What you will do: The line containing "positive clicks: (72, 102)" marks the end: quote every line from the start of the records below through it, word for word.

Source material:
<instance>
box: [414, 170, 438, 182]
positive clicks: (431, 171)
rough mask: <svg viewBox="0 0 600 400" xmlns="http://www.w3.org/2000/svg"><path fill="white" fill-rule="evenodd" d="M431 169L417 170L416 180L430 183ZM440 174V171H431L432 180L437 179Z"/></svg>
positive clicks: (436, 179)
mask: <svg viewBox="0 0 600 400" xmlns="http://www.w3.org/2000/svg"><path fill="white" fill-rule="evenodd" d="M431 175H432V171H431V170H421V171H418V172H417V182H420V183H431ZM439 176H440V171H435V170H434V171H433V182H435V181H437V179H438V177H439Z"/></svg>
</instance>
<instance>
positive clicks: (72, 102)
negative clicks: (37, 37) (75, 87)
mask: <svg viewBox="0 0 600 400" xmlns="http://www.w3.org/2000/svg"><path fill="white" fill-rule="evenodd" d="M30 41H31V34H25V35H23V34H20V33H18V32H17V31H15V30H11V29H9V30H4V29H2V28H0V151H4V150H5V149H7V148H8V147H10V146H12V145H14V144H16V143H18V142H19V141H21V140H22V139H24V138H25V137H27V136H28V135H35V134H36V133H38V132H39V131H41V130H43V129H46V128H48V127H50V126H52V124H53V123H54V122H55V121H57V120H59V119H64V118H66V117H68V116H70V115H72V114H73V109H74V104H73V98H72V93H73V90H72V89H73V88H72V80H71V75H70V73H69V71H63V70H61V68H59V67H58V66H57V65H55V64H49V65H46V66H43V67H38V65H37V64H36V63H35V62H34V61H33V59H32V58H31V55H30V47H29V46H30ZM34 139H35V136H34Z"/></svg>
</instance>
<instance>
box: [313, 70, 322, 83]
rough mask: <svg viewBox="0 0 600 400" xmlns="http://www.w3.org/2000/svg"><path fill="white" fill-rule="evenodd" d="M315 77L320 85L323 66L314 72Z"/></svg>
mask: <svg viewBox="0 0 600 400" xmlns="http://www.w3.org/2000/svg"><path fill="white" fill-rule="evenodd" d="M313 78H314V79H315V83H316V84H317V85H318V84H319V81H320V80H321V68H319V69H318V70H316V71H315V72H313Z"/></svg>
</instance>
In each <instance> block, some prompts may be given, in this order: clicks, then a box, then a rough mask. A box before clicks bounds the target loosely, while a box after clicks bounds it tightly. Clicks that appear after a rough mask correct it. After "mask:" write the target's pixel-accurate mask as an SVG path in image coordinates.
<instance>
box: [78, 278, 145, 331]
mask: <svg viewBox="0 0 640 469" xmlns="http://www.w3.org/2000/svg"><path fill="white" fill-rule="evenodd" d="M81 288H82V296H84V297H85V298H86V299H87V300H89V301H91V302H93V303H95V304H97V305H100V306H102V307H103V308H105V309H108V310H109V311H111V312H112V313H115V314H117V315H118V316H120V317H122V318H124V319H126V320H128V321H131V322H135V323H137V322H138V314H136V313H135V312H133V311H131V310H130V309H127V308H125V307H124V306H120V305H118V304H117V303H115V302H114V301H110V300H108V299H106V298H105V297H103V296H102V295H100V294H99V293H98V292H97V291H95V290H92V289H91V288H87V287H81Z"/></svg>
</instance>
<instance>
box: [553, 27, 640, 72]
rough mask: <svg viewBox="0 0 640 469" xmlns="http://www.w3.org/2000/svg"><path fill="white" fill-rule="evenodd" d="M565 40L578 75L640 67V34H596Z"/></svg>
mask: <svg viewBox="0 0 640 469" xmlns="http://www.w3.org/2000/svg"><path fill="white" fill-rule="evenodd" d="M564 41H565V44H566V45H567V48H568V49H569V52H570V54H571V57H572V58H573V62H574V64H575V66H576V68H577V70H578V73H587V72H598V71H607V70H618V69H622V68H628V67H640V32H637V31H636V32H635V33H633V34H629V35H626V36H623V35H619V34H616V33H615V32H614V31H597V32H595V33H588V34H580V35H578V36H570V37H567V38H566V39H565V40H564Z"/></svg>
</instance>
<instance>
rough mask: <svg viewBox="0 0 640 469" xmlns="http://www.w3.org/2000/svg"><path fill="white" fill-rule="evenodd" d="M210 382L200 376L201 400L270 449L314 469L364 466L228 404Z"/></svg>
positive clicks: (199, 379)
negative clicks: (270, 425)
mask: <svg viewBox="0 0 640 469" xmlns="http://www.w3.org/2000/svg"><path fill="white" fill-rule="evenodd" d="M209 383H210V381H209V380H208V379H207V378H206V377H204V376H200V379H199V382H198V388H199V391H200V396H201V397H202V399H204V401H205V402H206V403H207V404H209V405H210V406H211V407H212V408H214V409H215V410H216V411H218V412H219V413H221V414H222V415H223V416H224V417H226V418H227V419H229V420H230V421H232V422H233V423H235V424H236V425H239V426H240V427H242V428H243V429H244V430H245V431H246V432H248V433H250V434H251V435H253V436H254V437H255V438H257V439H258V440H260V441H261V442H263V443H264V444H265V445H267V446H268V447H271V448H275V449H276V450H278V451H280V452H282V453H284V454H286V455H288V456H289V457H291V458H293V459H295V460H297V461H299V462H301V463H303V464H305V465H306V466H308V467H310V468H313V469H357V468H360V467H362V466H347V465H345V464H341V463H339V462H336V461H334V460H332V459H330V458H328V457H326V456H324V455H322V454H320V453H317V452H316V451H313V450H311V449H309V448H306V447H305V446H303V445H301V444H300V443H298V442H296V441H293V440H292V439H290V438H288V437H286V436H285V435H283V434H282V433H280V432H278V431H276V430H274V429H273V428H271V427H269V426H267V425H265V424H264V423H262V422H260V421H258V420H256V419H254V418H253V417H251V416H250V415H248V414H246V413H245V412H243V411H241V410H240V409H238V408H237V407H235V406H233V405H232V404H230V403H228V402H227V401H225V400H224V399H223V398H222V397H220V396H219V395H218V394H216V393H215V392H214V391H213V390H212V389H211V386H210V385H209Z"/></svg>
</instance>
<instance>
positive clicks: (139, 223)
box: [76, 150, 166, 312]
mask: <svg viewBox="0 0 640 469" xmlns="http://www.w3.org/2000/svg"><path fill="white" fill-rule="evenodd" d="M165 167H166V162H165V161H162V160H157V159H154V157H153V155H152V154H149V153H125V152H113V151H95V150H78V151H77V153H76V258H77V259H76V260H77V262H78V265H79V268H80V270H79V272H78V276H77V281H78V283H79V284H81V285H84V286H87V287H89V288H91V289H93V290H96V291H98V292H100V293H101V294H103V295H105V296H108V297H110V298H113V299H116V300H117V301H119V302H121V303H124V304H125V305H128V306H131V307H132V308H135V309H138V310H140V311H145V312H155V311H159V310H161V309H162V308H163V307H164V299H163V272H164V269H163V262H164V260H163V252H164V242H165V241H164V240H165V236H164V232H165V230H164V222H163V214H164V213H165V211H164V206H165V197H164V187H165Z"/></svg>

Solution:
<instance>
box: [414, 170, 438, 182]
positive clicks: (431, 171)
rough mask: <svg viewBox="0 0 600 400" xmlns="http://www.w3.org/2000/svg"><path fill="white" fill-rule="evenodd" d="M431 169L417 170L416 180L430 183ZM440 174V171H431L432 180L437 179Z"/></svg>
positive clicks: (436, 179)
mask: <svg viewBox="0 0 600 400" xmlns="http://www.w3.org/2000/svg"><path fill="white" fill-rule="evenodd" d="M431 175H432V171H431V170H421V171H418V172H417V182H420V183H431ZM439 176H440V171H435V170H434V171H433V182H435V181H437V179H438V177H439Z"/></svg>
</instance>
<instance>
positive clicks: (72, 102)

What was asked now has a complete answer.